Source data:
-=-=-=-=-
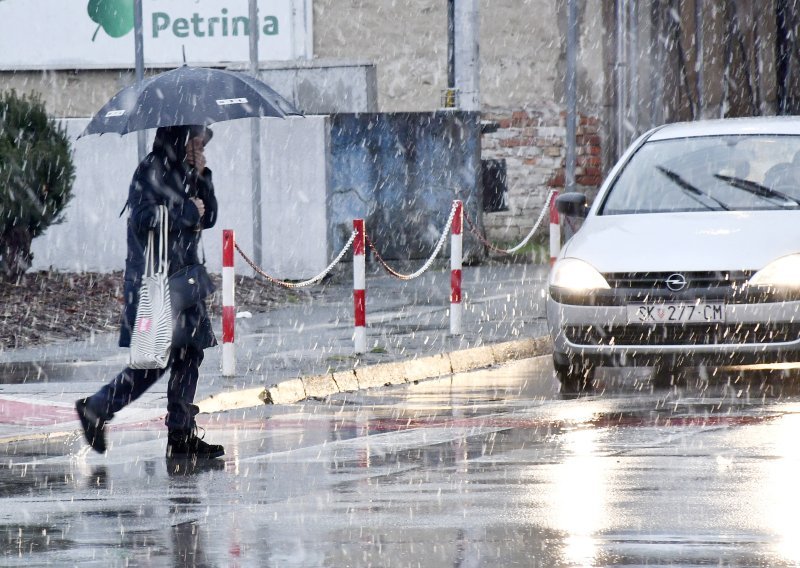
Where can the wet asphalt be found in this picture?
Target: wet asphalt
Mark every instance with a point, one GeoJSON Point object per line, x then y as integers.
{"type": "Point", "coordinates": [490, 468]}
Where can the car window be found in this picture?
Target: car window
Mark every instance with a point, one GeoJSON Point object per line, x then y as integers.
{"type": "Point", "coordinates": [712, 173]}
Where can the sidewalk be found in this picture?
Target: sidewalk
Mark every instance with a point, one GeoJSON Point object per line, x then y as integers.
{"type": "Point", "coordinates": [306, 349]}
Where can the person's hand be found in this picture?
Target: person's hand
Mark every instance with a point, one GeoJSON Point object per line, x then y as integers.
{"type": "Point", "coordinates": [201, 207]}
{"type": "Point", "coordinates": [195, 154]}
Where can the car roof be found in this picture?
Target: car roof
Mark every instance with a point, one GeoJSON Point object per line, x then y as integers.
{"type": "Point", "coordinates": [780, 125]}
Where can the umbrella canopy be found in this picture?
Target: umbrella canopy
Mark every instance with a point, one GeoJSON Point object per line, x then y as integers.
{"type": "Point", "coordinates": [188, 95]}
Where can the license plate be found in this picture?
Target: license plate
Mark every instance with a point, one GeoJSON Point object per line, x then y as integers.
{"type": "Point", "coordinates": [677, 312]}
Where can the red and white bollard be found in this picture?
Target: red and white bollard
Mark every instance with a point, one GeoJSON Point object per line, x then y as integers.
{"type": "Point", "coordinates": [555, 230]}
{"type": "Point", "coordinates": [456, 254]}
{"type": "Point", "coordinates": [228, 306]}
{"type": "Point", "coordinates": [359, 288]}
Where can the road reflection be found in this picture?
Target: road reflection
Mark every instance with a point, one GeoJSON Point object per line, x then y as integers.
{"type": "Point", "coordinates": [485, 469]}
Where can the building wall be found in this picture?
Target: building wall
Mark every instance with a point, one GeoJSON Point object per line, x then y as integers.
{"type": "Point", "coordinates": [522, 65]}
{"type": "Point", "coordinates": [295, 199]}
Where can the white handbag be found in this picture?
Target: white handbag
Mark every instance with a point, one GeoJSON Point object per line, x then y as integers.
{"type": "Point", "coordinates": [151, 338]}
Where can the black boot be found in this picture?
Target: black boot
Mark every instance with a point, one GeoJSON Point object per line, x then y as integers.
{"type": "Point", "coordinates": [182, 444]}
{"type": "Point", "coordinates": [93, 426]}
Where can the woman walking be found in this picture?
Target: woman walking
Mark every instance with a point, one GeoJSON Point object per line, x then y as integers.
{"type": "Point", "coordinates": [175, 175]}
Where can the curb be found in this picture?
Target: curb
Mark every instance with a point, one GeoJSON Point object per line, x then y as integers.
{"type": "Point", "coordinates": [380, 375]}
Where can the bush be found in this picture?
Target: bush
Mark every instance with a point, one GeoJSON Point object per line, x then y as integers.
{"type": "Point", "coordinates": [36, 177]}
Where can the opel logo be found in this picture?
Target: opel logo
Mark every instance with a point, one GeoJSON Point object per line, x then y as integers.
{"type": "Point", "coordinates": [676, 282]}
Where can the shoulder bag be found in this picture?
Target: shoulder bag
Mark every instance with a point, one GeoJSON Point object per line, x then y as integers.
{"type": "Point", "coordinates": [151, 338]}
-=-=-=-=-
Set exercise
Turn the lines of the records into a numbered list, starting at the line containing "Where can the bush be found in this picture?" and continuing through the final line, both included. Skip any blank lines.

Result of the exercise
1. Where can the bush be found in this picture?
2. Target: bush
3. Mark every instance with a point, one GeoJSON Point object per line, x then y as integers.
4. {"type": "Point", "coordinates": [36, 177]}
5. Where can the opel logo be found in this picture?
6. Target: opel logo
7. Mark every instance with a point, one GeoJSON Point object per line, x then y as integers.
8. {"type": "Point", "coordinates": [676, 282]}
9. Where can the shoulder bag be found in this picture?
10. Target: shoulder bag
11. Mark every instance with a point, one GeoJSON Point object per line, x then y as integers.
12. {"type": "Point", "coordinates": [151, 338]}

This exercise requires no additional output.